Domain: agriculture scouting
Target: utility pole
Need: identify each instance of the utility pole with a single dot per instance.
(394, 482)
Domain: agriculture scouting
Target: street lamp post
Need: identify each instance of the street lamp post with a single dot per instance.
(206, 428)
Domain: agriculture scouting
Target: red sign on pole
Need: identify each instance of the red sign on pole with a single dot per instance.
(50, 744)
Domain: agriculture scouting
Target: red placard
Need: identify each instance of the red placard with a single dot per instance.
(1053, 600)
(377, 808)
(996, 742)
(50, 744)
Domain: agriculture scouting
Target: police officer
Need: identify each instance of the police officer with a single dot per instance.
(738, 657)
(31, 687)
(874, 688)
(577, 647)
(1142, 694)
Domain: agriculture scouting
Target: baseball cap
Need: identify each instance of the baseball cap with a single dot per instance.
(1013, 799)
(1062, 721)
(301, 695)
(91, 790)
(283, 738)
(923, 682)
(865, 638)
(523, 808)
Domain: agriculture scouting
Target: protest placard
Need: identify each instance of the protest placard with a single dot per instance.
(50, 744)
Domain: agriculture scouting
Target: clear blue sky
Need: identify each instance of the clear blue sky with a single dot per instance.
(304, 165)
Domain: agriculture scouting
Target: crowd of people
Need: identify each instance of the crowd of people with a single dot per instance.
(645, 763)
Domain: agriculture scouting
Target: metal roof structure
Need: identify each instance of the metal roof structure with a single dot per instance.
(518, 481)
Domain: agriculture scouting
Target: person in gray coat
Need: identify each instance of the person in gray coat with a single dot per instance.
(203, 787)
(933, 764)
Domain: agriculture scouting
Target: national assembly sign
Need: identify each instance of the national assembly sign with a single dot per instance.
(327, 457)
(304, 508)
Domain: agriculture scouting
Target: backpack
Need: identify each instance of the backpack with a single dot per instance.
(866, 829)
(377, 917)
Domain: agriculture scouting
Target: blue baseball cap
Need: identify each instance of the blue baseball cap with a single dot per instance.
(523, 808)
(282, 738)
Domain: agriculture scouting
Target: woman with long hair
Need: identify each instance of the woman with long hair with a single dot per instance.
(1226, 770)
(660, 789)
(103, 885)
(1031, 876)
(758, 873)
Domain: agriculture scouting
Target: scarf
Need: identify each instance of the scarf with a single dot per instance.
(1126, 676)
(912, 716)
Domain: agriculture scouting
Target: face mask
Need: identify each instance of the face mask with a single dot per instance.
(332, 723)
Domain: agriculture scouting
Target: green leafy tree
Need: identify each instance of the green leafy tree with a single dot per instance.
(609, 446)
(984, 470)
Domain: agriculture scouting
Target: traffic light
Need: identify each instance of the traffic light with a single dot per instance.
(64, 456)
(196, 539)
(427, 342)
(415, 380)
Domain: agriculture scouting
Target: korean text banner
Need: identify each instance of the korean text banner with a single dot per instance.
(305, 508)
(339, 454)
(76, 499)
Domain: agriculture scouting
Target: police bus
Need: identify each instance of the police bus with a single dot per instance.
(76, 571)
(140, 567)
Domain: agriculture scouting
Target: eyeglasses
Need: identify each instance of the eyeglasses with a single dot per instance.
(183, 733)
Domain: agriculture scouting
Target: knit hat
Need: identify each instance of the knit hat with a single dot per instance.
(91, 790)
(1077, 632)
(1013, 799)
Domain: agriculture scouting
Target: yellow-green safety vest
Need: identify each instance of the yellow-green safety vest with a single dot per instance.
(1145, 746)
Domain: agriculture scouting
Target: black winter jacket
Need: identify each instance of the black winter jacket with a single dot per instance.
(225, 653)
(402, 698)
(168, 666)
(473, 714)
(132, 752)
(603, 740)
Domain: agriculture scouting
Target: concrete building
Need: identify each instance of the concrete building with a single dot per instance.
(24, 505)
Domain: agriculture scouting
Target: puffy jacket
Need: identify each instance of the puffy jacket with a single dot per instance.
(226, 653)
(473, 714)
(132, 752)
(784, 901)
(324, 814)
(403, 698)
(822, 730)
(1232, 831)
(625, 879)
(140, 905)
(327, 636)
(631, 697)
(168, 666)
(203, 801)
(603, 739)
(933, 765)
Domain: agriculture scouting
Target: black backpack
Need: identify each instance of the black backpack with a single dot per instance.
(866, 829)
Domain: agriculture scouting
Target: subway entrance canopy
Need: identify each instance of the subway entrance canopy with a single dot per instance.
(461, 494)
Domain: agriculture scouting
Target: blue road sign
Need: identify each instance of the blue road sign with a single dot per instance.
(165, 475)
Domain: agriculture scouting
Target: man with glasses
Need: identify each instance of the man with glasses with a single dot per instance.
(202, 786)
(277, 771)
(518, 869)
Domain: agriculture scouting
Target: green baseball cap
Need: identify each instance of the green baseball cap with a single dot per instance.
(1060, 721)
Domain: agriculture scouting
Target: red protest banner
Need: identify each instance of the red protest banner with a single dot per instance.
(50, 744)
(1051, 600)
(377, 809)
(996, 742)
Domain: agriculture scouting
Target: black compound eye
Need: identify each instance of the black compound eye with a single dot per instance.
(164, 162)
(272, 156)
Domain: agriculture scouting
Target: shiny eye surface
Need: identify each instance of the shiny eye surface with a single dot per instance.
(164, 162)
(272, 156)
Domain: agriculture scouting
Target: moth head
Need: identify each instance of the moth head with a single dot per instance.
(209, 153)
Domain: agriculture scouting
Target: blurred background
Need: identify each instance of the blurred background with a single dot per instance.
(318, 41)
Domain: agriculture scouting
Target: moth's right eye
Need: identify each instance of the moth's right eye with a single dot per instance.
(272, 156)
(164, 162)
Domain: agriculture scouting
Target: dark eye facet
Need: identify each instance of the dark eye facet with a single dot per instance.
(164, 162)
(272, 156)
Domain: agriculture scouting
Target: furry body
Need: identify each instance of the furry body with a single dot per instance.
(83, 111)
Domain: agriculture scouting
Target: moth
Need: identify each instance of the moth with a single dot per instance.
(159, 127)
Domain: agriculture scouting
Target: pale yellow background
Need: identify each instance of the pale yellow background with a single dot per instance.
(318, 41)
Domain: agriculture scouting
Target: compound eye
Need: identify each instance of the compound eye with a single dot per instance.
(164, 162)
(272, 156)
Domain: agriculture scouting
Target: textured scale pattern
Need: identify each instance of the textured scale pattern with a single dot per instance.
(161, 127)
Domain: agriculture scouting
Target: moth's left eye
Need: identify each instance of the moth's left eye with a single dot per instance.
...
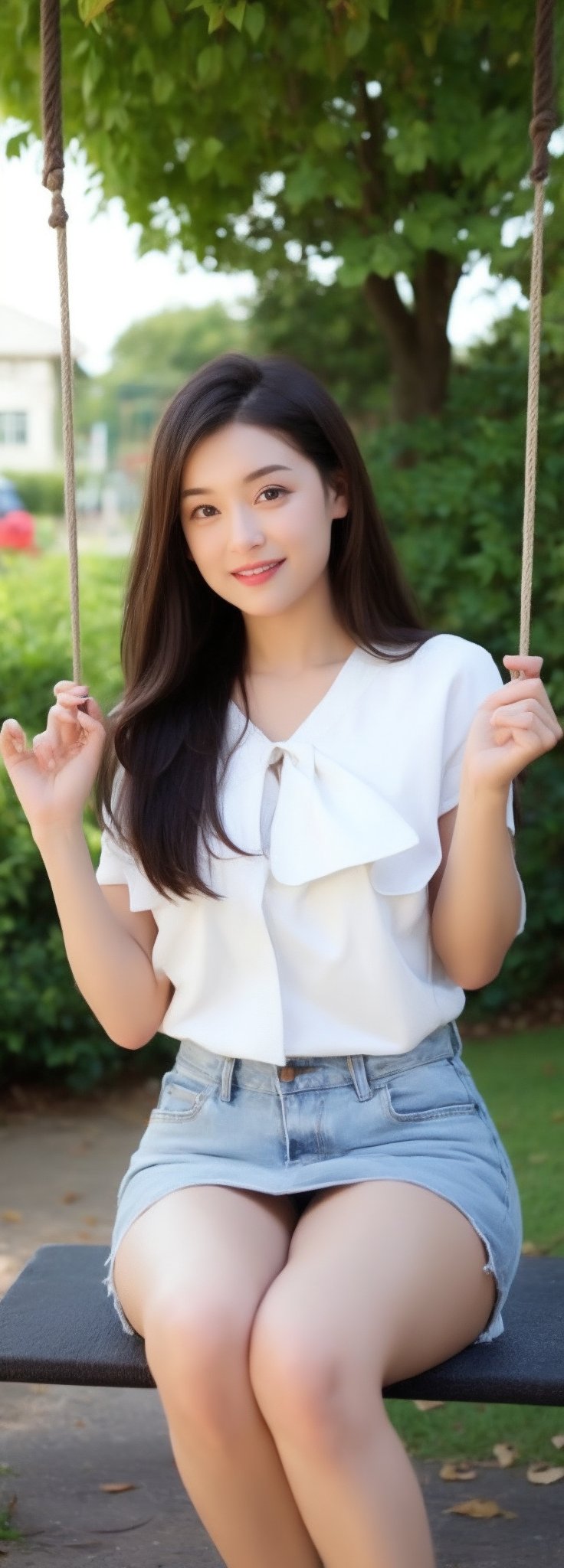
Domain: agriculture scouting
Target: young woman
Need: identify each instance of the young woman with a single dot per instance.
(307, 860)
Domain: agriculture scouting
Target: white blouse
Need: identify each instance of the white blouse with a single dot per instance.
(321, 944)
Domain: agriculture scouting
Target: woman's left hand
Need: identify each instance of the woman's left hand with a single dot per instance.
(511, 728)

## AIM OF THE TASK
Copy out every line in the listing above that contains the string "hand". Only matches with the same uppercase and lowercase letters count.

## TASK SOLUTION
Target: woman's left hand
Need: identify each instance of the woman's left hand with a single dot per instance.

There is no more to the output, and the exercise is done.